▶ Exercise brief: From the forum thread below on in-office ESI billing, reproduce the text from "## Walker22 (Jul" up to and including "and facility charges.", word for word.

▶ Provided passage:

· · · ·

# In Office Billing of ESI



## Jennifer1 (Jun 4, 2008)

Our pain management doc was told to take over the facility billing for his practice.  Currently the doc only bills for the professional charges, but wants to know what to bill for the facility side (again procedures done in office) and if those charges are even reimbursable or bundled into the professional charges.  Can the doc bill for both the professional and technical/facility charges?  And what codes would he need to bill for the "in office" facility charges?  Any help would be appreciated !


----------



## mbort (Jun 5, 2008)

I could be wrong on this...I dont beleive the office is considered a "facility".  I believe that you have to have special licensing for "facility" billing.  Again, I could be wrong.  

Anyone else have any input on this?


----------



## Jennifer1 (Jun 5, 2008)

The clinic is licensed thru Medicare as a "non ASC"....All procedures are considered done in office.


----------



## cconroycpch (Jun 5, 2008)

If there is a facility licensed, you would need to bill under the facility name with the same procedure code(s).  If there isn't a facility licensed, then the physician should receive a higher reimbursement for the site of service differential.


----------



## melsalinas (Jun 5, 2008)

You can only bill a Technical Component if you are the owner of the machine. I don't see why he can't bill for his services also.


----------



## Walker22 (Jul 15, 2008)

bill in office ESI's as follows:

1. procedure code
2. flouro code (without the -26 or -tc mods)
3. supplies

you would make sure to send this claim with POS code 11. This will prompt the higher payment for the combined professional and facility charges.

if you have any questions email me at walkerb@tameyourpain.com

hope that helps!


----------

· · · ·

▶ Region pointing data:
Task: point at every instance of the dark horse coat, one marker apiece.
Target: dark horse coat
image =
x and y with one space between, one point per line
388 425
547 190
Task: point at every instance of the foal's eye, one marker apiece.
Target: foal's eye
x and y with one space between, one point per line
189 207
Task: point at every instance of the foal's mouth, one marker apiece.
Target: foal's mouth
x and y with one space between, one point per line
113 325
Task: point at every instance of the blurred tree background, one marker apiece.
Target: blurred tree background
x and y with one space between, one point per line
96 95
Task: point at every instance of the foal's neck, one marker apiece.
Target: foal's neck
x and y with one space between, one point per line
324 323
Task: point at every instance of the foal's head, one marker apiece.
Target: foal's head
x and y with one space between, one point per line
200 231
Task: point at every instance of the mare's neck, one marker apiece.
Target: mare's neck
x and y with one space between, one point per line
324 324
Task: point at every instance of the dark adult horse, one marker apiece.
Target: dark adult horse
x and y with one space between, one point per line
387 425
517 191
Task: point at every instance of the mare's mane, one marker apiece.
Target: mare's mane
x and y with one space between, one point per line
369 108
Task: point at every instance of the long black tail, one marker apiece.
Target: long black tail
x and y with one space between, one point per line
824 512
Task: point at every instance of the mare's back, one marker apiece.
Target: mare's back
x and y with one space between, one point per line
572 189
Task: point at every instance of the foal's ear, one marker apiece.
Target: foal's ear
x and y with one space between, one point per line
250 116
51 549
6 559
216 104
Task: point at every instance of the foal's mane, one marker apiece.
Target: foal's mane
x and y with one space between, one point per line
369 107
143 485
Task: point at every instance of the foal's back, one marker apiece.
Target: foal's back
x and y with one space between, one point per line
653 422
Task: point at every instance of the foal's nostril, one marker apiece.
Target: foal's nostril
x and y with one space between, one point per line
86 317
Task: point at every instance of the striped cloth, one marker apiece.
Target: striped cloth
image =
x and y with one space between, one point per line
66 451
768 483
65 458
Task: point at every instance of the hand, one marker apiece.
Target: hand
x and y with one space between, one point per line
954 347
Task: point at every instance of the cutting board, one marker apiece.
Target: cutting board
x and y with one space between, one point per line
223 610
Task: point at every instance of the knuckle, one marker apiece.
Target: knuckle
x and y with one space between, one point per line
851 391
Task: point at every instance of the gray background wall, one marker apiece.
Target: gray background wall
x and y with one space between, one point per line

· · · ·

▶ Result of this exercise:
## Walker22 (Jul 15, 2008)

bill in office ESI's as follows:

1. procedure code
2. flouro code (without the -26 or -tc mods)
3. supplies

you would make sure to send this claim with POS code 11. This will prompt the higher payment for the combined professional and facility charges.